Дзядко: Бригада Лермонтова и Толстой ограбили прокуратуру.
Толстая: Да, литературная такая бригада.
Дзядко: Я хотел ещё вот что спросить: при этом эти удивительные квартиры были центром жизни, потому что больше нигде собираться возможности не было. И это отдельный сюжет.
Толстая: Не было площадок вообще. В сквере можно было собраться, в шахматы сыграть, или дома.
Дзядко: На складе прокуратуры, как мы узнали. Мы недавно делали огромный номер «Большого Города» про культуру московских кухонь со своими законами, своим языком. При этом они все, хотя это была единая культура, насколько я понимаю, внутри были довольно существенные расхождения. Так?

########

# Задания к упражнению
**A)** Где, кроме дома, по словам Толстой в отрывке беседы, можно было собраться?
**B)** Определите по отрывку беседы, верны ли утверждения. (i) Толстая говорит, что площадок для встреч не было вообще. (ii) Дзядко упоминает номер «Большого Города» о культуре московских кухонь. (iii) Дзядко считает, что культура московских кухонь внутри была совершенно однородной.
**C)** Воспроизведите без изменений часть отрывка беседы: начните с места, где стоят слова «Дзядко: Я хотел», и остановитесь после слов «сыграть, или дома.».

########

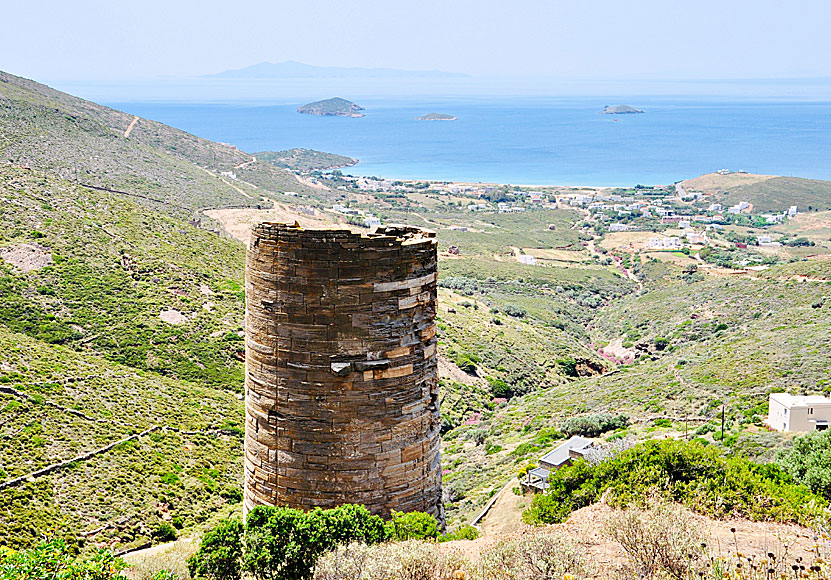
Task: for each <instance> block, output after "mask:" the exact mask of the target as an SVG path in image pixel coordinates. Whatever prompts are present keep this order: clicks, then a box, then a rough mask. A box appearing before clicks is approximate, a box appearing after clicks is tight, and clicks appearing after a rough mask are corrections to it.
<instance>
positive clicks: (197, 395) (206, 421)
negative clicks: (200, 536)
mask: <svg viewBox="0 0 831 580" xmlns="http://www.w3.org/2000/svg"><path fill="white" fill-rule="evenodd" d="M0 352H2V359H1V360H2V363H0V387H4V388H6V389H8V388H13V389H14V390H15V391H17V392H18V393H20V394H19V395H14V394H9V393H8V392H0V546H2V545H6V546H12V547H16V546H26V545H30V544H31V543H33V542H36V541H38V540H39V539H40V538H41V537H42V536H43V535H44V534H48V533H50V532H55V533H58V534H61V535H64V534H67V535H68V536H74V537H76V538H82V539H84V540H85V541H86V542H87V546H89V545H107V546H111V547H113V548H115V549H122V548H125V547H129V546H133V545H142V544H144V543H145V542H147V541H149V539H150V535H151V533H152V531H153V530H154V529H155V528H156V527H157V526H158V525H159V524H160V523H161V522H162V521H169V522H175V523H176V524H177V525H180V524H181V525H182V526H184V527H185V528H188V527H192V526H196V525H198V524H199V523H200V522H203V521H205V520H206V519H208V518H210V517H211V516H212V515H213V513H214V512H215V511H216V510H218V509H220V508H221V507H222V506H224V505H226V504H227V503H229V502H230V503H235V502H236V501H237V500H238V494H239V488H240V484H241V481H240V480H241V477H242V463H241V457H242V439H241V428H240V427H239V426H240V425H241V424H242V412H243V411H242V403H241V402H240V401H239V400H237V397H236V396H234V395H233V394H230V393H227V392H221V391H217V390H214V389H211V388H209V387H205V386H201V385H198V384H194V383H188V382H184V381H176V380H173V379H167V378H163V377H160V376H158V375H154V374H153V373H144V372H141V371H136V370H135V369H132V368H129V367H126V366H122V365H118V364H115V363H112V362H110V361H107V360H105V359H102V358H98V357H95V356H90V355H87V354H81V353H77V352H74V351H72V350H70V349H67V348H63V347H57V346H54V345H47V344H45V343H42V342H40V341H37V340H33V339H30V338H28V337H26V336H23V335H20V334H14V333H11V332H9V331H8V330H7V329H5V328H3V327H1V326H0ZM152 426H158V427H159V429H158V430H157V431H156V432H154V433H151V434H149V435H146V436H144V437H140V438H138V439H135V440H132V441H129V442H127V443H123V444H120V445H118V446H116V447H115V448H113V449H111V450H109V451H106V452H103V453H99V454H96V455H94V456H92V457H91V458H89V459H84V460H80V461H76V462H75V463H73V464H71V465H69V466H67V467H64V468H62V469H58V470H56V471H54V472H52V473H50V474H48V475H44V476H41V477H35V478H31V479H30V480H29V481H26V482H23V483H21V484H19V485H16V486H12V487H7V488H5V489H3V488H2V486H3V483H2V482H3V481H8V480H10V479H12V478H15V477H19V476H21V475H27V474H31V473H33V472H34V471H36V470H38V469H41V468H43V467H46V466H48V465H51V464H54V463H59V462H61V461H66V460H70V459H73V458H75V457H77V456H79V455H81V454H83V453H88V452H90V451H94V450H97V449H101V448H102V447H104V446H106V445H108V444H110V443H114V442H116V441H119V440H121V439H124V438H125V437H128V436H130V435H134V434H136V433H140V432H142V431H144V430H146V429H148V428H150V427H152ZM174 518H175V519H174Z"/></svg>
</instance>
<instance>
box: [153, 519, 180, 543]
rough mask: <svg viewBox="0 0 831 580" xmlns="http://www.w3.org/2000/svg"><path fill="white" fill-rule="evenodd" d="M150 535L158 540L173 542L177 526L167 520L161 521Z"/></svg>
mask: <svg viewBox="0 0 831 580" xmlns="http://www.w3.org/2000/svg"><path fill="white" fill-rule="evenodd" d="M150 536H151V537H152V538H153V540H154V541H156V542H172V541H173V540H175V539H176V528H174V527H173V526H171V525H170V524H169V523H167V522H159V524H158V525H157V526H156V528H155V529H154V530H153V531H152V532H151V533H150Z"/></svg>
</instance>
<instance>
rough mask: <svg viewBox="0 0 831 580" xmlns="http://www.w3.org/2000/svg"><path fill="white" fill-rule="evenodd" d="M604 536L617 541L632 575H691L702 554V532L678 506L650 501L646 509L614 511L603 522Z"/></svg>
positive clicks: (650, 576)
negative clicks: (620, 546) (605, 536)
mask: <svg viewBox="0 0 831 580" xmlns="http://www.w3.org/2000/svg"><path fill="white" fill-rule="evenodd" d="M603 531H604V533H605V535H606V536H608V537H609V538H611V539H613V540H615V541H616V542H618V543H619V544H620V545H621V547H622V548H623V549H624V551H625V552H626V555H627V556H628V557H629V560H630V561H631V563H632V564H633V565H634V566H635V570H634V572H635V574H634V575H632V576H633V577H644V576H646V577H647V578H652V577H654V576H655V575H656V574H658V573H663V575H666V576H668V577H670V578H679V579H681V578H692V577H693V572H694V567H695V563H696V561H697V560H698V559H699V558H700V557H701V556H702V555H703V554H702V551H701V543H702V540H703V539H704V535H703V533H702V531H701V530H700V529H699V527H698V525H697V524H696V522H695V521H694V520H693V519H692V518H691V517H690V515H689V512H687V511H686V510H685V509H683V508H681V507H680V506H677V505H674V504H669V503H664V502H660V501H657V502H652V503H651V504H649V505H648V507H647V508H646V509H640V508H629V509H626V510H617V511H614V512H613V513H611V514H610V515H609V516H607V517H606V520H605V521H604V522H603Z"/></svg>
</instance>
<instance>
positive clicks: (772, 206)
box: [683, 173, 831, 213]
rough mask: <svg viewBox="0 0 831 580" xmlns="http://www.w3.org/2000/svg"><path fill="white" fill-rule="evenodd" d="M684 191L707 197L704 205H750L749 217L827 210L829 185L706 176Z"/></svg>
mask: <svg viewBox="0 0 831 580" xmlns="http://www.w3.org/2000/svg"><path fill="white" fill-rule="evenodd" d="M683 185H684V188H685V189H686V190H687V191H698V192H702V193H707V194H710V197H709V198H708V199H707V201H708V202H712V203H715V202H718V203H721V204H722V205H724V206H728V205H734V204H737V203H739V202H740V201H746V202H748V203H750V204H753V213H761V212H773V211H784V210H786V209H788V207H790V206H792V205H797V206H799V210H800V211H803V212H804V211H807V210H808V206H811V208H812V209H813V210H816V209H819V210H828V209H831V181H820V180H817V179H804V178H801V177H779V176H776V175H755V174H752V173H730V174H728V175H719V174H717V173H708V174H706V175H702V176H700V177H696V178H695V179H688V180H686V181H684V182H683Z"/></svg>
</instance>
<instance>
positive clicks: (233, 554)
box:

########

# Ответы к заданиям
**A)** В сквере, где можно было сыграть в шахматы.

**B)**
(i) Да: «Не было площадок вообще».
(ii) Да: «Мы недавно делали огромный номер «Большого Города» про культуру московских кухонь».
(iii) Нет: «внутри были довольно существенные расхождения».

**C)**
Дзядко: Я хотел ещё вот что спросить: при этом эти удивительные квартиры были центром жизни, потому что больше нигде собираться возможности не было. И это отдельный сюжет.
Толстая: Не было площадок вообще. В сквере можно было собраться, в шахматы сыграть, или дома.